◆ **TASK GOAL**: Copy the data exactly. Leave nothing out.

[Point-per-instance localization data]
---+---

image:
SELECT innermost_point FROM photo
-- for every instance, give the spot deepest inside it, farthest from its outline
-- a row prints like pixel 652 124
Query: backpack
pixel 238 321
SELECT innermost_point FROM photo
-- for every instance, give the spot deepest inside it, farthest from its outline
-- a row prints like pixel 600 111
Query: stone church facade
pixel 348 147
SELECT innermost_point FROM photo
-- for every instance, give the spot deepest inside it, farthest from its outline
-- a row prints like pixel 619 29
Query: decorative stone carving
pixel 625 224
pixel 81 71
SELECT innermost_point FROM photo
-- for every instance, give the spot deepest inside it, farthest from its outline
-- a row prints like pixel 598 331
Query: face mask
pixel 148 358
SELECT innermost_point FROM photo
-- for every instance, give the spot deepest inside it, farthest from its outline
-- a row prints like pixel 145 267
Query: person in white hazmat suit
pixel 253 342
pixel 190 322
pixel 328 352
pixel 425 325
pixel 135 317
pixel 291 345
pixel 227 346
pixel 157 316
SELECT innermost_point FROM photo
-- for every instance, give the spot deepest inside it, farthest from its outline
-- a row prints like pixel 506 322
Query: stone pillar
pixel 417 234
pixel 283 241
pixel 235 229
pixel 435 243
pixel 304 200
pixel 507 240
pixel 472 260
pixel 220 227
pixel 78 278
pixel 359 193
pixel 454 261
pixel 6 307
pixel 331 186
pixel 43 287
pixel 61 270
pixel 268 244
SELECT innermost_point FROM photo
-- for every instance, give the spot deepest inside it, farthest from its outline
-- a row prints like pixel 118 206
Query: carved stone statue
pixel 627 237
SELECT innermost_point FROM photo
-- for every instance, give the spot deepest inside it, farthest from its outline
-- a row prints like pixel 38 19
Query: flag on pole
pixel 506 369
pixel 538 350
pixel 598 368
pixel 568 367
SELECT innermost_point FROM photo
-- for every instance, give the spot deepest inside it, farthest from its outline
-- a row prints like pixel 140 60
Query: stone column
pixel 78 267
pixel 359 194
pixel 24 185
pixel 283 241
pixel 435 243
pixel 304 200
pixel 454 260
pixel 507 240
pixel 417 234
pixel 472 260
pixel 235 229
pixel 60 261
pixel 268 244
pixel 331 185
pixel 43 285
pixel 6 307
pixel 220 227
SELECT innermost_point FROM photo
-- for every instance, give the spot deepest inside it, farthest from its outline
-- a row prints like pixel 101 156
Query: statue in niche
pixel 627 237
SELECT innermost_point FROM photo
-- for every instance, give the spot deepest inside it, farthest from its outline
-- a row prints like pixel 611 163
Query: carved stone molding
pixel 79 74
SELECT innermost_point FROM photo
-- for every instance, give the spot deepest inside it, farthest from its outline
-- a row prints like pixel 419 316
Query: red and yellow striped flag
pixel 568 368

---+---

◆ **OUTPUT FOR THIS TASK**:
image:
SELECT innermost_point FROM photo
-- for every instance, give the spot deepest inside it, farthest from its outline
-- a row prints like pixel 652 124
Query: backpack
pixel 238 321
SELECT innermost_point FROM photo
-- for every instance, give the spot deepest inside it, farthest from its outline
-- a row prints like pixel 600 111
Query: stone church facade
pixel 348 147
SELECT innermost_point FROM photo
-- for every instance, give the spot deepest inside it, farthest from its outline
-- a row prints like pixel 619 29
Query: decorative stone carving
pixel 625 224
pixel 81 71
SELECT innermost_point FROM photo
-- for every instance, give the spot deepest inside it, farthest from its outline
-- a row prints like pixel 598 331
Query: face mask
pixel 148 358
SELECT innermost_point FROM photo
-- for every instance, give the spot deepest inside it, farthest from its outline
-- a row prints like pixel 145 267
Query: person in white hazmat suit
pixel 253 342
pixel 190 322
pixel 328 352
pixel 425 325
pixel 135 317
pixel 291 345
pixel 227 346
pixel 157 316
SELECT innermost_point FROM photo
-- for every instance, give the spot deepest inside it, farthest from its outline
-- a row prints like pixel 506 322
Query: stone pillar
pixel 417 234
pixel 283 241
pixel 235 229
pixel 435 243
pixel 304 200
pixel 507 240
pixel 472 260
pixel 220 227
pixel 78 278
pixel 359 193
pixel 454 261
pixel 6 307
pixel 331 186
pixel 43 287
pixel 61 270
pixel 268 244
SELECT innermost_point FROM photo
-- for every instance, give the spot deepest inside it, farthest from its outline
-- a row prints like pixel 118 206
Query: carved stone statue
pixel 627 237
SELECT innermost_point FROM photo
-- for every instance, give the spot deepest inside it, farthest from its outline
-- a row prints like pixel 38 19
Query: flag on pole
pixel 506 369
pixel 538 350
pixel 598 368
pixel 568 367
SELECT innermost_point FROM photo
-- for every instance, give the spot deepest inside it, farthest from its outline
-- a row prints like pixel 140 60
Query: stone column
pixel 78 267
pixel 359 194
pixel 24 185
pixel 283 241
pixel 435 243
pixel 304 200
pixel 454 260
pixel 507 240
pixel 417 234
pixel 472 260
pixel 235 229
pixel 60 261
pixel 268 244
pixel 331 185
pixel 43 285
pixel 6 307
pixel 220 227
SELECT innermost_point FROM photo
-- for every instance, give the spot deepest inside it, farthest from its outline
-- a row prints like pixel 101 156
Query: statue in niche
pixel 627 237
SELECT innermost_point FROM photo
-- for every instance, give the spot deepest inside it, farthest from its outline
-- a row prints like pixel 611 163
Query: carved stone molding
pixel 79 74
SELECT innermost_point FROM photo
-- for every instance, give the spot deepest inside it, farthest from its outline
-- a row prints like pixel 419 316
Query: red and yellow striped flag
pixel 568 368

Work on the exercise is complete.